**Requirement:** Among the entries below, extract exactly the lines that run from the one with "Note to the class: point at the brown gravel" through the one with "Note to the class: point at the white snow", both ends included.

**Material for this exercise:**
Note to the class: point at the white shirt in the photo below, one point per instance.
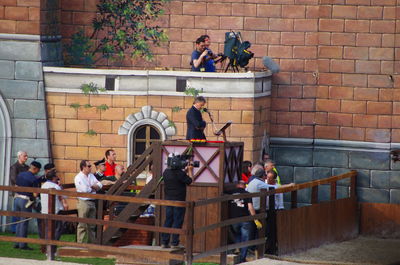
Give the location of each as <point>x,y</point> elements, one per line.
<point>278,198</point>
<point>44,198</point>
<point>84,183</point>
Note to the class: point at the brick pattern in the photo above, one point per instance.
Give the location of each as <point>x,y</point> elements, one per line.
<point>68,126</point>
<point>336,58</point>
<point>340,83</point>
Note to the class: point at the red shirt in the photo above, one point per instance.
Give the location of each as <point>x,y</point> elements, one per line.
<point>110,169</point>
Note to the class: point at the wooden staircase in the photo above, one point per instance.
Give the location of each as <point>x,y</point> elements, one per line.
<point>131,211</point>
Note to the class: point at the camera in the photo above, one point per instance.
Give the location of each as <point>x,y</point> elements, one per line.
<point>181,161</point>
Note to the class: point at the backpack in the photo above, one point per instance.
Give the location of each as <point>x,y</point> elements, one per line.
<point>236,50</point>
<point>244,55</point>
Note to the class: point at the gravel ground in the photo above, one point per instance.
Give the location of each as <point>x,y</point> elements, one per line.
<point>362,250</point>
<point>12,261</point>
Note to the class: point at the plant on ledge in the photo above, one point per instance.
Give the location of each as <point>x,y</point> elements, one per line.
<point>125,28</point>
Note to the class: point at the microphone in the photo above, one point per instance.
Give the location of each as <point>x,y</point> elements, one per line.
<point>271,64</point>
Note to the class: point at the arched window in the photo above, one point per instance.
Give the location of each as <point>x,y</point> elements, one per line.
<point>142,138</point>
<point>5,153</point>
<point>144,128</point>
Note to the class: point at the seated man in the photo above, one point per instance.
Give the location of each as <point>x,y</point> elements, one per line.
<point>22,200</point>
<point>100,168</point>
<point>239,208</point>
<point>201,60</point>
<point>110,180</point>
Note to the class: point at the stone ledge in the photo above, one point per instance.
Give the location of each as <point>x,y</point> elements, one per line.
<point>333,144</point>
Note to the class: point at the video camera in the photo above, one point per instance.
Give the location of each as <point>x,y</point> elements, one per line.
<point>181,161</point>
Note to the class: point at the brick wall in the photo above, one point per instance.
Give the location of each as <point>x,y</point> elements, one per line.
<point>68,126</point>
<point>29,16</point>
<point>339,61</point>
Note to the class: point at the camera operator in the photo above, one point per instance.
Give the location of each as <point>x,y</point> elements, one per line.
<point>175,182</point>
<point>194,119</point>
<point>202,60</point>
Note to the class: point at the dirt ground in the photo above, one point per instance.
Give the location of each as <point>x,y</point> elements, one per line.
<point>362,250</point>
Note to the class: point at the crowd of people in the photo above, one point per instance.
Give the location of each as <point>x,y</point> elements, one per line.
<point>261,175</point>
<point>203,59</point>
<point>23,175</point>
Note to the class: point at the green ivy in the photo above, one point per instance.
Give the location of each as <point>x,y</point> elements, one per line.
<point>91,132</point>
<point>75,105</point>
<point>176,109</point>
<point>91,88</point>
<point>128,27</point>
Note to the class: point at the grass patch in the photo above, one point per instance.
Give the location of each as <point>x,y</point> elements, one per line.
<point>7,250</point>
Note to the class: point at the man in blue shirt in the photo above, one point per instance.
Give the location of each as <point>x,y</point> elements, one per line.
<point>194,119</point>
<point>202,60</point>
<point>22,200</point>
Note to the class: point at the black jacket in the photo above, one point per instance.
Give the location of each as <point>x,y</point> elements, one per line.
<point>195,124</point>
<point>175,181</point>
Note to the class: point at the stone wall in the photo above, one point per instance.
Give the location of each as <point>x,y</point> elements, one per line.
<point>303,160</point>
<point>71,143</point>
<point>21,84</point>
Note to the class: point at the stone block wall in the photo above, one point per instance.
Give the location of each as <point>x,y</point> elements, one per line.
<point>301,161</point>
<point>30,17</point>
<point>69,126</point>
<point>339,61</point>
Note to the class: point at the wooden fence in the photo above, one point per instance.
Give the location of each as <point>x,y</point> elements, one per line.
<point>284,231</point>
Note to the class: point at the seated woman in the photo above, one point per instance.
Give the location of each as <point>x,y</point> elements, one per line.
<point>110,180</point>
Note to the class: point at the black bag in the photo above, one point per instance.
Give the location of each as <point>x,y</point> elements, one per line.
<point>236,50</point>
<point>244,55</point>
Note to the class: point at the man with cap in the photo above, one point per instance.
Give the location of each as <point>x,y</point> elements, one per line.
<point>22,200</point>
<point>49,167</point>
<point>100,169</point>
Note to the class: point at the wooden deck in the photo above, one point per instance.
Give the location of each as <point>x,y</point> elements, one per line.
<point>148,255</point>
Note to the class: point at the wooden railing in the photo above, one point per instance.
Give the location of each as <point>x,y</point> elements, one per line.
<point>188,231</point>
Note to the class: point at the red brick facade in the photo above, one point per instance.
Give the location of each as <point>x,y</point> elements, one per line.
<point>339,62</point>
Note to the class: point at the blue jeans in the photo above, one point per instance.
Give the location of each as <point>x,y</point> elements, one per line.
<point>22,228</point>
<point>13,220</point>
<point>174,217</point>
<point>242,234</point>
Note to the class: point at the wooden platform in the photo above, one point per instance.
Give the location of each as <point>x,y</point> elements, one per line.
<point>142,255</point>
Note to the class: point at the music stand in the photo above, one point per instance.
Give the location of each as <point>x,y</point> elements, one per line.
<point>222,130</point>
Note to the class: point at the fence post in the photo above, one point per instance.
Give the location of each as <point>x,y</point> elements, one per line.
<point>100,216</point>
<point>271,218</point>
<point>224,233</point>
<point>189,232</point>
<point>50,226</point>
<point>294,199</point>
<point>314,195</point>
<point>353,186</point>
<point>333,191</point>
<point>262,232</point>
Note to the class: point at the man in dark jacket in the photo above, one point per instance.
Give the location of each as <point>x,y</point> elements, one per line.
<point>194,119</point>
<point>22,200</point>
<point>175,182</point>
<point>15,169</point>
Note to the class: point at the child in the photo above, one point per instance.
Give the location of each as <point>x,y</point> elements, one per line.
<point>61,203</point>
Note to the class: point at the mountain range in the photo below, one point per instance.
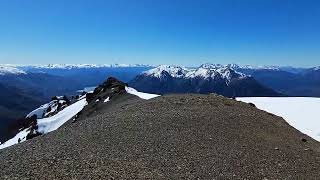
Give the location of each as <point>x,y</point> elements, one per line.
<point>208,78</point>
<point>116,132</point>
<point>29,86</point>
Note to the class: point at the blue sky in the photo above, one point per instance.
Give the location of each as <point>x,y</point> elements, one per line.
<point>182,32</point>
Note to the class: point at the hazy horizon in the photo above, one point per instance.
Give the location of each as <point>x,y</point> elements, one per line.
<point>180,32</point>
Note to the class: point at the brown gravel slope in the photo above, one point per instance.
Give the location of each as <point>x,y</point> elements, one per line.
<point>169,137</point>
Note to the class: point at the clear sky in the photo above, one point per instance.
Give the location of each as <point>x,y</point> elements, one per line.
<point>182,32</point>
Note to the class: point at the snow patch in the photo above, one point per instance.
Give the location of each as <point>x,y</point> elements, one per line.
<point>140,94</point>
<point>300,112</point>
<point>20,137</point>
<point>107,100</point>
<point>49,124</point>
<point>52,123</point>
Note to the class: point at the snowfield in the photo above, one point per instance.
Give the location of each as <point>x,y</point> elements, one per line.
<point>21,136</point>
<point>49,124</point>
<point>52,123</point>
<point>140,94</point>
<point>300,112</point>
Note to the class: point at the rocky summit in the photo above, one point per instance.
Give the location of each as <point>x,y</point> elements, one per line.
<point>169,137</point>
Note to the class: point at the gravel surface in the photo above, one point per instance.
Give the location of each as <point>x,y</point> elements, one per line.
<point>169,137</point>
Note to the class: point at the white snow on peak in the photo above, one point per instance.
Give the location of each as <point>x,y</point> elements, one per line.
<point>140,94</point>
<point>300,112</point>
<point>107,100</point>
<point>9,69</point>
<point>204,71</point>
<point>49,124</point>
<point>174,71</point>
<point>20,137</point>
<point>52,123</point>
<point>316,68</point>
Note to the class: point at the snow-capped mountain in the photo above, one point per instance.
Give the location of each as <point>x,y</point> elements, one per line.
<point>8,69</point>
<point>208,78</point>
<point>204,71</point>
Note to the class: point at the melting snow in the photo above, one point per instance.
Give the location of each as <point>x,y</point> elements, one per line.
<point>107,100</point>
<point>49,124</point>
<point>15,140</point>
<point>52,123</point>
<point>300,112</point>
<point>140,94</point>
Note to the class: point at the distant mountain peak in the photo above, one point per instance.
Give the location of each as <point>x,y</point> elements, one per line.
<point>7,69</point>
<point>214,71</point>
<point>163,70</point>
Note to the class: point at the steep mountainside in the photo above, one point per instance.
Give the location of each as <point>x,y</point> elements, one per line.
<point>14,104</point>
<point>207,78</point>
<point>289,81</point>
<point>176,136</point>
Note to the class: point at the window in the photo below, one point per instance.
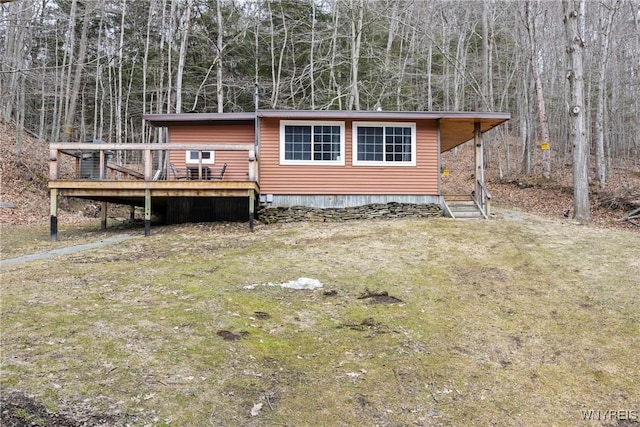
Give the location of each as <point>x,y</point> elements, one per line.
<point>311,142</point>
<point>207,157</point>
<point>386,144</point>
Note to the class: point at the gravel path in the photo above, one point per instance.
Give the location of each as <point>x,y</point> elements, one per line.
<point>64,251</point>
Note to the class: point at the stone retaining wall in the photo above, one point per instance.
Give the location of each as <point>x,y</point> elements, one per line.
<point>269,215</point>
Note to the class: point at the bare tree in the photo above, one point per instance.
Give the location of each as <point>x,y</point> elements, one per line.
<point>542,111</point>
<point>607,13</point>
<point>574,20</point>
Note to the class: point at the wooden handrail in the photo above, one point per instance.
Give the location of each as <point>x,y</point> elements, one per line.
<point>75,149</point>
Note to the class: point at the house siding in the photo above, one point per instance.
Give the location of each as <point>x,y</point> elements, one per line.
<point>421,179</point>
<point>237,161</point>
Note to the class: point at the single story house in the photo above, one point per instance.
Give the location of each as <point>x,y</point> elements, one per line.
<point>323,159</point>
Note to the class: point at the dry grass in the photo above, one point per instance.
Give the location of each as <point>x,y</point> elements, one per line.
<point>516,321</point>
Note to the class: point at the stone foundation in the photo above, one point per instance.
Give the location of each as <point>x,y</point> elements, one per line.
<point>270,215</point>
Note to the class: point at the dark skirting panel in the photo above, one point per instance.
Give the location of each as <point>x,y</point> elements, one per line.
<point>207,209</point>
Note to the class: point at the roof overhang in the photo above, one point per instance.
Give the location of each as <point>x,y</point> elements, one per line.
<point>456,127</point>
<point>197,119</point>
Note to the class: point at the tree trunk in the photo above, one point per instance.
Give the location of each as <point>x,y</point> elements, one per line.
<point>605,31</point>
<point>77,78</point>
<point>185,24</point>
<point>356,40</point>
<point>574,20</point>
<point>542,112</point>
<point>220,46</point>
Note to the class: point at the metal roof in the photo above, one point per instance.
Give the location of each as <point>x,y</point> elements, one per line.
<point>456,127</point>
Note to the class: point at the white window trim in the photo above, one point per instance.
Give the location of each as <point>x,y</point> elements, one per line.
<point>190,161</point>
<point>354,144</point>
<point>312,162</point>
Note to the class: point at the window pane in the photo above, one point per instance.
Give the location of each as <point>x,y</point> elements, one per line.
<point>297,142</point>
<point>326,142</point>
<point>370,143</point>
<point>398,144</point>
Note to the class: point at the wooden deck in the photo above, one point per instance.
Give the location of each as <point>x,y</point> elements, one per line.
<point>113,191</point>
<point>118,184</point>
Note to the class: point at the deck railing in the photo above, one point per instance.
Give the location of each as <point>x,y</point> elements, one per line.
<point>105,151</point>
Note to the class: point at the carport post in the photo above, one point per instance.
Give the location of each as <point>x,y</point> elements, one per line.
<point>103,215</point>
<point>252,202</point>
<point>147,212</point>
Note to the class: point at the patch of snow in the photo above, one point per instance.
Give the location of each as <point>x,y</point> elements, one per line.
<point>304,283</point>
<point>256,409</point>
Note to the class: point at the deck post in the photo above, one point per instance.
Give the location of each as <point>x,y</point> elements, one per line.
<point>53,231</point>
<point>147,212</point>
<point>479,160</point>
<point>103,215</point>
<point>252,202</point>
<point>148,165</point>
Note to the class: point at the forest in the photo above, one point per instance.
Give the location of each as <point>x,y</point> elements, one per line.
<point>79,70</point>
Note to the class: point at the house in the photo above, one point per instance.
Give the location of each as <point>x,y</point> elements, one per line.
<point>281,158</point>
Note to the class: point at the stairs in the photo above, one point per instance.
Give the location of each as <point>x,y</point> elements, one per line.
<point>462,206</point>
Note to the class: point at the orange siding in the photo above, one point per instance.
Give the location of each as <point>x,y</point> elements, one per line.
<point>421,179</point>
<point>237,161</point>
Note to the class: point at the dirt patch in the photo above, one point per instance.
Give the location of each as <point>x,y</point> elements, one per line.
<point>232,336</point>
<point>379,297</point>
<point>19,410</point>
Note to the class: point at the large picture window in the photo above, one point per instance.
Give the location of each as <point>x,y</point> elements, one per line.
<point>384,144</point>
<point>207,157</point>
<point>312,143</point>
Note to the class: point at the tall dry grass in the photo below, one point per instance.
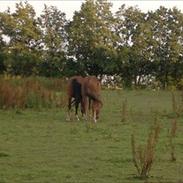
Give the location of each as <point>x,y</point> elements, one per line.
<point>31,93</point>
<point>143,157</point>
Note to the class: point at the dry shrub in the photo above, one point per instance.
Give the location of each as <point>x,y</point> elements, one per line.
<point>177,106</point>
<point>143,157</point>
<point>172,134</point>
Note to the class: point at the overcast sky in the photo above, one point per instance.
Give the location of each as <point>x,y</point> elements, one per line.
<point>70,6</point>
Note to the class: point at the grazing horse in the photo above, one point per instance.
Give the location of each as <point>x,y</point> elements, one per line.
<point>75,94</point>
<point>91,89</point>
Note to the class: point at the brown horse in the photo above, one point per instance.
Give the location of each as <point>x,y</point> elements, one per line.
<point>91,89</point>
<point>74,94</point>
<point>81,91</point>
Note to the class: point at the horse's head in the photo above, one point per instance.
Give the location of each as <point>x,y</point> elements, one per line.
<point>97,105</point>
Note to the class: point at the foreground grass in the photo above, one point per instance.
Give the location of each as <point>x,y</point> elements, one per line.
<point>40,146</point>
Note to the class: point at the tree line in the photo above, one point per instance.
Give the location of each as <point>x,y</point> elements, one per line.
<point>129,43</point>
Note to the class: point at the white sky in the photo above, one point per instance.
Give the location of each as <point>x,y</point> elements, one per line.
<point>70,6</point>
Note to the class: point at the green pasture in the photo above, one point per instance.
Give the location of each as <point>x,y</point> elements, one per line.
<point>40,146</point>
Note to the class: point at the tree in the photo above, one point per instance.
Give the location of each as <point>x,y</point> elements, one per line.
<point>53,24</point>
<point>22,54</point>
<point>91,37</point>
<point>167,32</point>
<point>135,39</point>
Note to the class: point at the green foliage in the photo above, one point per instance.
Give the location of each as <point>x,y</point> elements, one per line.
<point>139,47</point>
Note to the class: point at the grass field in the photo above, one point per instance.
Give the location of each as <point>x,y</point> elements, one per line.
<point>39,146</point>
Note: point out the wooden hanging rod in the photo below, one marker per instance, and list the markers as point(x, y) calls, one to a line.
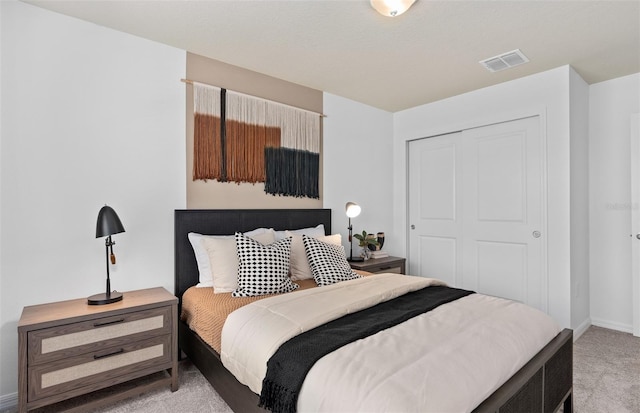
point(191, 82)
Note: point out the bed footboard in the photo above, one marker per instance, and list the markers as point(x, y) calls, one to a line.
point(542, 385)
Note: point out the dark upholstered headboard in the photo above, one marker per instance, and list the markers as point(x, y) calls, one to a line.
point(227, 222)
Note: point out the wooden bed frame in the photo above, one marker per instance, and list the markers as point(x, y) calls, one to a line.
point(544, 384)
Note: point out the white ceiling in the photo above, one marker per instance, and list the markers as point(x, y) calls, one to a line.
point(346, 48)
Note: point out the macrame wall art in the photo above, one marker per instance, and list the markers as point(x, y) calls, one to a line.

**Output for this exercise:**
Note to the class: point at the brown gravel slope in the photo above, one point per instance.
Give the location of each as <point>x,y</point> elements, one per line.
<point>169,137</point>
Note to the class: point at the clear sky in the photo above, one point per instance.
Give the location of each as <point>x,y</point> elements, one per line.
<point>182,32</point>
Note to the class: point at the snow patch in the photo above, one point per instance.
Give the location of each as <point>x,y</point> elements, one per line.
<point>140,94</point>
<point>300,112</point>
<point>20,137</point>
<point>107,100</point>
<point>49,124</point>
<point>52,123</point>
Note to the class: point at the snowfield in the photo above, one point per instance.
Give the location of each as <point>x,y</point> elements, one per line.
<point>21,136</point>
<point>49,124</point>
<point>52,123</point>
<point>140,94</point>
<point>300,112</point>
Note to the class: point at the rocky summit in the photo above, one point per instance.
Give the location of each as <point>x,y</point> elements, one per line.
<point>169,137</point>
Note to the class: point at the gravel surface in the photo above, one point per instance.
Give the location of each as <point>x,y</point> elements, one per line.
<point>169,137</point>
Note to the class: point at the white snow on peak in the photo above, one point per instance.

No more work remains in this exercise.